EXERCISE BRIEF:
Write out the rows verbatim, from the line containing "Task: point out the stone ruin" up to and including the line containing "point(675, 474)".

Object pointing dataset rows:
>> Start

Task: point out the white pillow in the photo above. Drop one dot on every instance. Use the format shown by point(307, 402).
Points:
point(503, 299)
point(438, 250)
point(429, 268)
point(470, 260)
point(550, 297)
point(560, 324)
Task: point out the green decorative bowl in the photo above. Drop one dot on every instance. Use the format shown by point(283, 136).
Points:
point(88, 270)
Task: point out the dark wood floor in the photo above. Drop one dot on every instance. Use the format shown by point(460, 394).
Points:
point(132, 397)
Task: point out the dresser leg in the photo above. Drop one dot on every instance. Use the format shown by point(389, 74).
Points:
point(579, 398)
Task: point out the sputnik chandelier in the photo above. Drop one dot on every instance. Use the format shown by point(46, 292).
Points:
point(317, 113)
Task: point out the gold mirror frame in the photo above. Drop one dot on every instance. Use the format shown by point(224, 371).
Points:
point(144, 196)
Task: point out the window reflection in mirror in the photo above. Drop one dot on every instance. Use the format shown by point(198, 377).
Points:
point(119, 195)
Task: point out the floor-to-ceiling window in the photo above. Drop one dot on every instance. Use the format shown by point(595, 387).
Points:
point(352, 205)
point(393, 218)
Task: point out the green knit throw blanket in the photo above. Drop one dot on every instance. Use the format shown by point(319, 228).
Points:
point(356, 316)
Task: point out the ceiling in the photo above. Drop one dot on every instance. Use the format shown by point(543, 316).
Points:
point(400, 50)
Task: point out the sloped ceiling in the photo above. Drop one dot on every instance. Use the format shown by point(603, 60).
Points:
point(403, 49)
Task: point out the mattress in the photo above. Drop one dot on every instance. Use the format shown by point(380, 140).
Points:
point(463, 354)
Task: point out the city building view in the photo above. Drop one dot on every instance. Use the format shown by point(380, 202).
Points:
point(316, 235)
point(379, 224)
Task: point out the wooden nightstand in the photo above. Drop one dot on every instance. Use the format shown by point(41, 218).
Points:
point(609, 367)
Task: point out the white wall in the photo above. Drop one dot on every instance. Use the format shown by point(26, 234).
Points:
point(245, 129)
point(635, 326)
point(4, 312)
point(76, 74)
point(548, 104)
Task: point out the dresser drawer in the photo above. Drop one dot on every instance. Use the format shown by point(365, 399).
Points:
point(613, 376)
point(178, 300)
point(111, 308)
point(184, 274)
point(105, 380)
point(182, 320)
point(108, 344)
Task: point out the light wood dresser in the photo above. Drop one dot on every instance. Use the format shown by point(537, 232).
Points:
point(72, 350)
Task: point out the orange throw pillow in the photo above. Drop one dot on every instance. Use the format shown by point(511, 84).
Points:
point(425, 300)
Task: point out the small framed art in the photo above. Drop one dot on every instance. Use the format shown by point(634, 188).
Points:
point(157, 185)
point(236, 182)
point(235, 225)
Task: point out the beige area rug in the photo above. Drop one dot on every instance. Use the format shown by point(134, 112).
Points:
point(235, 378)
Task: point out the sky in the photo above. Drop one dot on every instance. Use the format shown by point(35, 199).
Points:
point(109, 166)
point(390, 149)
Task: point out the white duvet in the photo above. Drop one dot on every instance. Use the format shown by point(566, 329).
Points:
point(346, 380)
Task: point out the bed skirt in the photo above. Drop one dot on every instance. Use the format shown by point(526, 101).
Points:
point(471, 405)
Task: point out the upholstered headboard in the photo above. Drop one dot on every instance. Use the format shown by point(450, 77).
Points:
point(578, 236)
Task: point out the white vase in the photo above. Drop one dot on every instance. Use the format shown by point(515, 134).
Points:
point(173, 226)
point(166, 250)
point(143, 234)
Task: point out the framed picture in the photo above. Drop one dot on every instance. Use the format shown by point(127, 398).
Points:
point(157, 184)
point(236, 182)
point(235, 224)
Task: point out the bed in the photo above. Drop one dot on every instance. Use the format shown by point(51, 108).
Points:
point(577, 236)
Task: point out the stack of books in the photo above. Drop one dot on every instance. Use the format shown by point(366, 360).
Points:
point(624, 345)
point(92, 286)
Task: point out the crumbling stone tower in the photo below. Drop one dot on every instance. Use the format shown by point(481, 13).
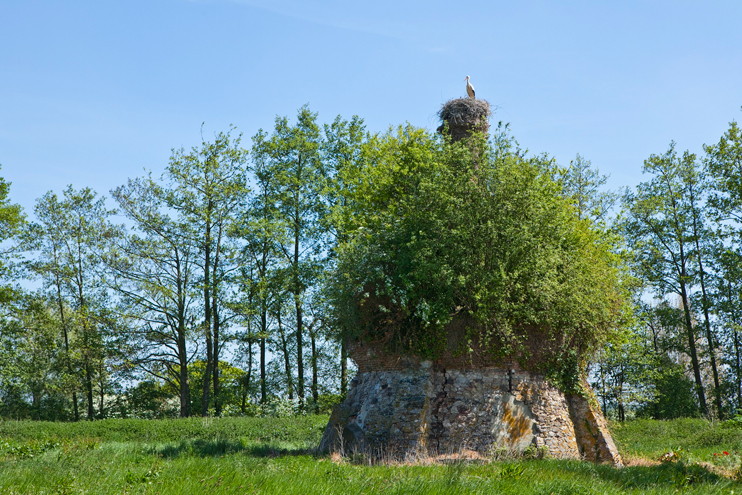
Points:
point(405, 406)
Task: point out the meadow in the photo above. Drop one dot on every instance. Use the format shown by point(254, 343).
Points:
point(275, 455)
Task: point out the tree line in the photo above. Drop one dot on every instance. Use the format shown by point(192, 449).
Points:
point(212, 288)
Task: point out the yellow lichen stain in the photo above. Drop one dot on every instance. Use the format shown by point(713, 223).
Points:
point(518, 425)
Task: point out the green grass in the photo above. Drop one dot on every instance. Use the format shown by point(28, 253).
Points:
point(265, 456)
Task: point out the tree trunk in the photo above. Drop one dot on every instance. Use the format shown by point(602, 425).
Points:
point(705, 303)
point(215, 373)
point(286, 357)
point(737, 364)
point(207, 318)
point(263, 396)
point(343, 367)
point(89, 386)
point(315, 389)
point(67, 360)
point(185, 386)
point(692, 348)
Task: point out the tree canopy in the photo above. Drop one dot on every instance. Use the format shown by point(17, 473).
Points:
point(474, 231)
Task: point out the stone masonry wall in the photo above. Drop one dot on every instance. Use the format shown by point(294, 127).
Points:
point(424, 408)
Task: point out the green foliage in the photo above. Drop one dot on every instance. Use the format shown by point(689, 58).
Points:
point(294, 429)
point(147, 460)
point(444, 231)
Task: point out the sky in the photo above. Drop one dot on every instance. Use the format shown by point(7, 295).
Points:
point(93, 93)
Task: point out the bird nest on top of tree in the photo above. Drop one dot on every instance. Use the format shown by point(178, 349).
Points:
point(463, 111)
point(463, 115)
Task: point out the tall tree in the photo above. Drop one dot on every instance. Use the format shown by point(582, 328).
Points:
point(207, 185)
point(582, 185)
point(658, 224)
point(292, 154)
point(342, 153)
point(72, 235)
point(153, 271)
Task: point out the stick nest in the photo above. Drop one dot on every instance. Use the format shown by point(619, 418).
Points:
point(464, 115)
point(464, 111)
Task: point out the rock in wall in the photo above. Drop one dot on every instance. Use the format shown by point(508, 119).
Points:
point(423, 408)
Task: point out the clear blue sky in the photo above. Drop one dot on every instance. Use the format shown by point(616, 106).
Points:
point(92, 93)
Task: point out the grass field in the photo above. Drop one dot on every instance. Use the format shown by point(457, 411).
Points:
point(274, 455)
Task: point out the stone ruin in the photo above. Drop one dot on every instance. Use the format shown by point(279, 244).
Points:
point(404, 407)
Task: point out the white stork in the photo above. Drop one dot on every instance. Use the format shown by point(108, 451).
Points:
point(469, 88)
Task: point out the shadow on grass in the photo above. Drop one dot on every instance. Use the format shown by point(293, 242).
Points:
point(217, 448)
point(675, 474)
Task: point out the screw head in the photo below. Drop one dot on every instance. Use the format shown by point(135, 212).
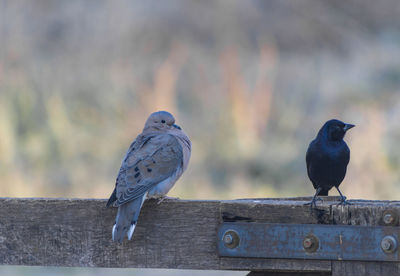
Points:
point(228, 239)
point(389, 244)
point(307, 243)
point(310, 243)
point(231, 239)
point(389, 217)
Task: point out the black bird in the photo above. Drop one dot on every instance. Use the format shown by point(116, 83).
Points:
point(327, 158)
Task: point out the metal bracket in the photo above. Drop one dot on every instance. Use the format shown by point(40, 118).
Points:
point(309, 241)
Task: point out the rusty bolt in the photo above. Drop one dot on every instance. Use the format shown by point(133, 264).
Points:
point(310, 243)
point(231, 239)
point(228, 239)
point(389, 244)
point(307, 243)
point(388, 218)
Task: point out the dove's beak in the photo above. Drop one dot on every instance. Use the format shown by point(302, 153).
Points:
point(348, 126)
point(176, 126)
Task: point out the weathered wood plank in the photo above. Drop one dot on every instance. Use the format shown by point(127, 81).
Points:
point(259, 273)
point(365, 213)
point(57, 232)
point(173, 234)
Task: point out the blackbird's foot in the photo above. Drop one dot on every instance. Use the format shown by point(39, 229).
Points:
point(343, 201)
point(313, 202)
point(162, 198)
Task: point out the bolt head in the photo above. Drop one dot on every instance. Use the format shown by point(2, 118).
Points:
point(310, 243)
point(228, 239)
point(388, 219)
point(389, 244)
point(307, 243)
point(231, 239)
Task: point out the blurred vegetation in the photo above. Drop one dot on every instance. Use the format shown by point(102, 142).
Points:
point(250, 82)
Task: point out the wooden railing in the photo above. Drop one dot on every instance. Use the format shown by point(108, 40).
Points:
point(180, 234)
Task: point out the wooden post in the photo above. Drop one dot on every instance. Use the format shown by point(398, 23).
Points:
point(179, 234)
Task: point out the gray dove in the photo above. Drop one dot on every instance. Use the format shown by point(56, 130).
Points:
point(152, 165)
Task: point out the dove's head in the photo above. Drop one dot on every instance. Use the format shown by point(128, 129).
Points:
point(161, 120)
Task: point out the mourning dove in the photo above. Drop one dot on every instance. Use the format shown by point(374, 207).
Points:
point(152, 165)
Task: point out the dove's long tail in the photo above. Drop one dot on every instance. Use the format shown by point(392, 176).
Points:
point(127, 217)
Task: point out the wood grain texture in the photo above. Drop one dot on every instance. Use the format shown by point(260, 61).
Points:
point(174, 234)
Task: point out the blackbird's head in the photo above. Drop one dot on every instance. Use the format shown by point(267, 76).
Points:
point(334, 130)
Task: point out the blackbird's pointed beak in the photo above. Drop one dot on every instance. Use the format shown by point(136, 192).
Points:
point(348, 126)
point(176, 126)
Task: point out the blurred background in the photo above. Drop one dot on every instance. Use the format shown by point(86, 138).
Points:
point(251, 83)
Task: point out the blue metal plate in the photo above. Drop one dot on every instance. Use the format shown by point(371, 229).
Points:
point(335, 242)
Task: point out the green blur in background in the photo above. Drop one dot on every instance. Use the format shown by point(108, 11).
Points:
point(250, 82)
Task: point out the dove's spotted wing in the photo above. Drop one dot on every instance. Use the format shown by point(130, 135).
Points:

>> End

EXERCISE OUTPUT:
Task: point out the stone ruin in the photo above. Drop one dot on every instance. Use the format shown by point(279, 244).
Points:
point(404, 407)
Task: point out the white stork in the photo above. Drop one dot on every instance. Use the format shown by point(108, 451).
Points:
point(469, 88)
Task: point out the shadow on grass in the photo above. Drop one dot on every instance. Use the format shown by point(293, 242).
Points:
point(217, 448)
point(675, 474)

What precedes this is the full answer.